> [Vorliegender Text]

· · · · ·

Fragen an Thomas Bach werden von seinen Anwälten auch als „Ausforschungsfragen“ bezeichnet. So kenne ich das, und das hatte ich bereits erwähnt.
Was „sachliche Grundlagen“ für journalistische Fragen sind (und was nicht) entscheidet Herr Bach bzw entscheiden Herr Schertz bzw jeder andere im Auftrag des IOC-Präsidentschaftsfavoriten tätige Advokat?
Glauben diese Advokaten.
Ich sehe das anders. Andere sehen das anders.
(Offenlegung: Schertz hat mich 2006, damals war ich Sport-Ressortleiter der Berliner Zeitung, gegen die FIFA vertreten. 2008/2009 hat er im Auftrag des damaligen DFB-Präsidenten Theo Zwanziger gegen mich agiert. Sein Kanzlei-Partner Simon Bergmann ist hier im Blog ebenfalls kein Unbekannter, für Grit Hartmann schon gar nicht. #Pechstein)
Schertz hat im Auftrag von Thomas Bach (UDIOCM) in den vergangenen Wochen weiteren Journalisten, freien Journalisten und ARD-Mitarbeitern, sowie einer im süddeutschen Raum beheimateten Zeitungsredaktion Emails und Briefe geschrieben. Diese aber sind vergleichsweise harmlos gegen das Schreiben, das Grit Hartmann erhalten hat.
Energischer gehen Thomas Bach resp. der so genannte Prominentenanwalt Schertz (der schon mal bei der Jahrestagung des Netzwerks Recherche auftritt, eines Journalistenvereins, der investigativen Journalismus fördert) in einem weiteren Fall vor, der heute in der Main-Post nachzulesen ist:
An der Schwelle zur IOC-Präsidentschaft: Wir wollten von der Tauberbischofsheimer Fecht-Legende Auskünfte zum Thema Doping haben. Doch der Sportfunktionär schickt seinen Anwalt vor.
Die Main-Post schreibt u.a.:
Post bekamen wir. Aber nicht von Bach. Auch nicht von seinem Sprecher Christian Klaue. Sondern von Bachs Anwalt Christian Schertz aus Berlin.

· · · · ·

> [Bereitgestellte Daten]
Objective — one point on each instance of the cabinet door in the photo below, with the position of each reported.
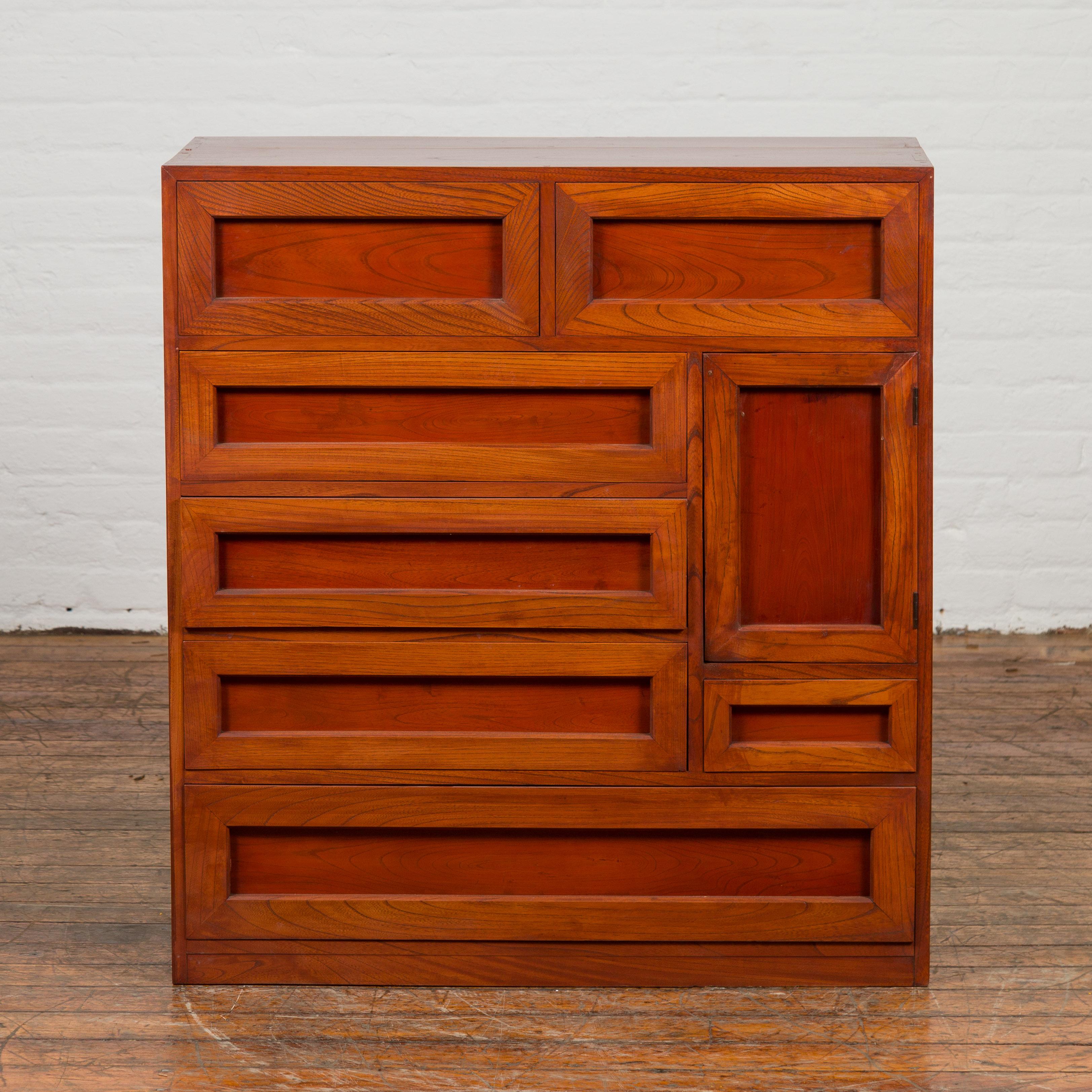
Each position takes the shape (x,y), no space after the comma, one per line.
(811,507)
(723,259)
(434,416)
(649,864)
(357,258)
(435,706)
(508,564)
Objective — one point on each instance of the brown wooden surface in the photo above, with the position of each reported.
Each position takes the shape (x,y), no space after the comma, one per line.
(335,861)
(815,725)
(233,282)
(609,707)
(811,507)
(87,1001)
(607,153)
(748,909)
(521,582)
(735,259)
(377,259)
(709,290)
(689,237)
(438,417)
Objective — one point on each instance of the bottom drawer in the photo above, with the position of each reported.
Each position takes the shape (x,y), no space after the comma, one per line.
(550,864)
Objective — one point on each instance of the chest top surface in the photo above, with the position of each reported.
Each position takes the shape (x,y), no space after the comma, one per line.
(547,153)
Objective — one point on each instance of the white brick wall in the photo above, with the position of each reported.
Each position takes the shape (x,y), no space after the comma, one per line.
(99,93)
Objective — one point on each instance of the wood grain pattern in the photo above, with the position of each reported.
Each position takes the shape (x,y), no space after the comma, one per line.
(582,208)
(442,562)
(811,509)
(360,259)
(327,861)
(808,725)
(455,705)
(204,208)
(389,259)
(787,579)
(435,704)
(885,914)
(85,971)
(737,259)
(677,154)
(433,416)
(208,602)
(429,416)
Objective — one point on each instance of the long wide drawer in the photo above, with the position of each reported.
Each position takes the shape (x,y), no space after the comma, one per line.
(435,705)
(434,416)
(550,864)
(519,564)
(357,258)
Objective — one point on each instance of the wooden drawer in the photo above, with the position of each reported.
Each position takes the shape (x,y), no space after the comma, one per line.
(752,259)
(519,564)
(439,417)
(357,258)
(439,706)
(550,864)
(811,507)
(812,726)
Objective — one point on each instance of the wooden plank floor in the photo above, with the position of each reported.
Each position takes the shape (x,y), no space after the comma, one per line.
(87,1003)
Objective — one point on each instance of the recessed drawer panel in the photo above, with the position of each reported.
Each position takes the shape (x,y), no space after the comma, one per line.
(357,258)
(441,417)
(526,564)
(811,726)
(708,259)
(551,864)
(446,706)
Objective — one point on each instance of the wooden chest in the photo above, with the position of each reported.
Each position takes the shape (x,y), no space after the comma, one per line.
(550,561)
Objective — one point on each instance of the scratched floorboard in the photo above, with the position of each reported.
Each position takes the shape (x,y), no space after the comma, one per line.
(87,1004)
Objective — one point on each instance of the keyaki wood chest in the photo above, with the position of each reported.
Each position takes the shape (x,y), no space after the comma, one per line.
(550,561)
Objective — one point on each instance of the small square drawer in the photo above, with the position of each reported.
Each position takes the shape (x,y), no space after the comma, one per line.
(435,705)
(496,564)
(747,259)
(470,863)
(357,258)
(812,726)
(434,416)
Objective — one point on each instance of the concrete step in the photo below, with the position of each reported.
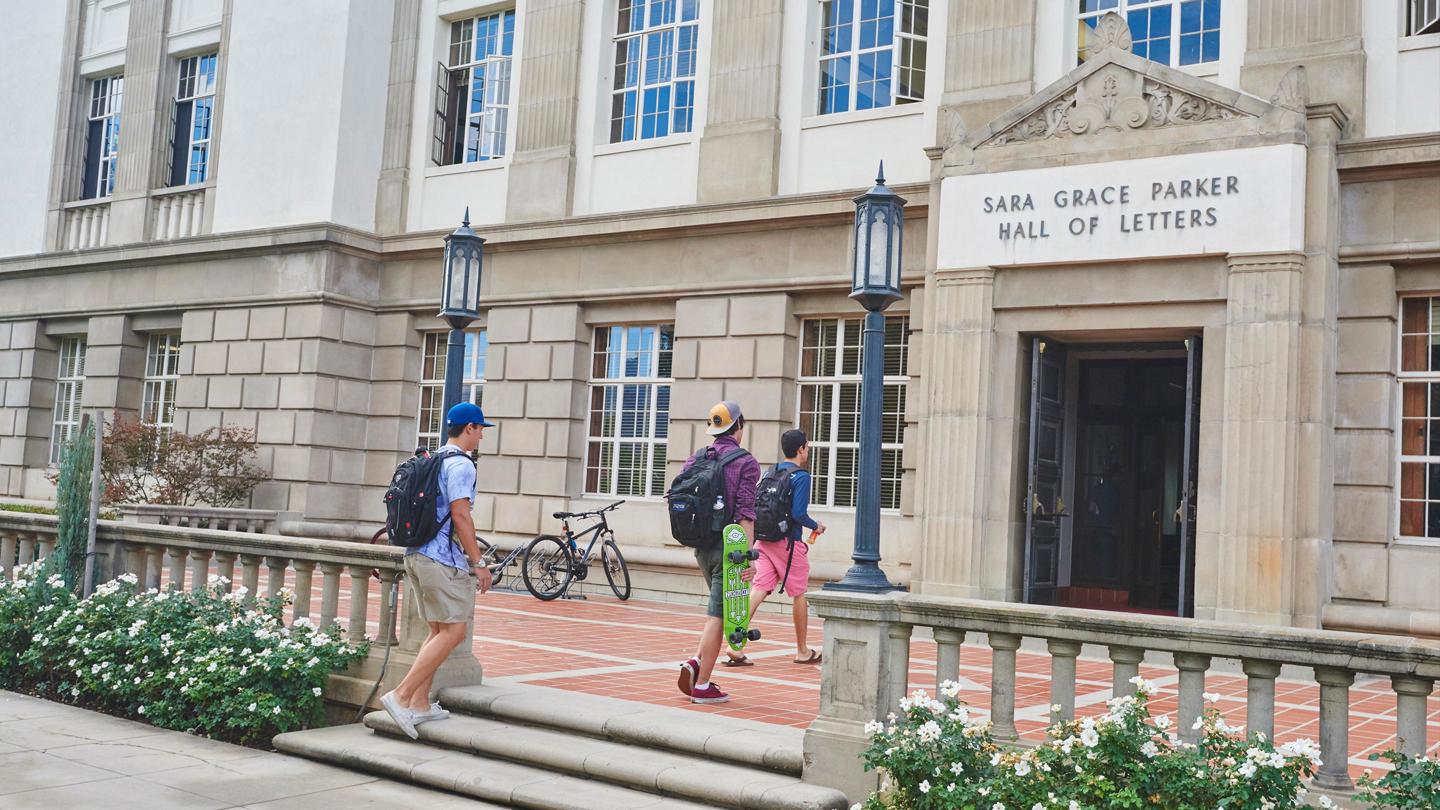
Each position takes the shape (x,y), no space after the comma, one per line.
(507,784)
(650,770)
(663,728)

· · · · ·

> [Aufgabenstellung] Von wem bekam die Main-Post laut dem Text über Thomas Bach und seinen Anwalt Post, nachdem sie Auskünfte zum Thema Doping haben wollte? Antworte bitte in einem Satz.

> [Erwartete Antwort] Die Main-Post bekam Post von Bachs Anwalt Christian Schertz aus Berlin.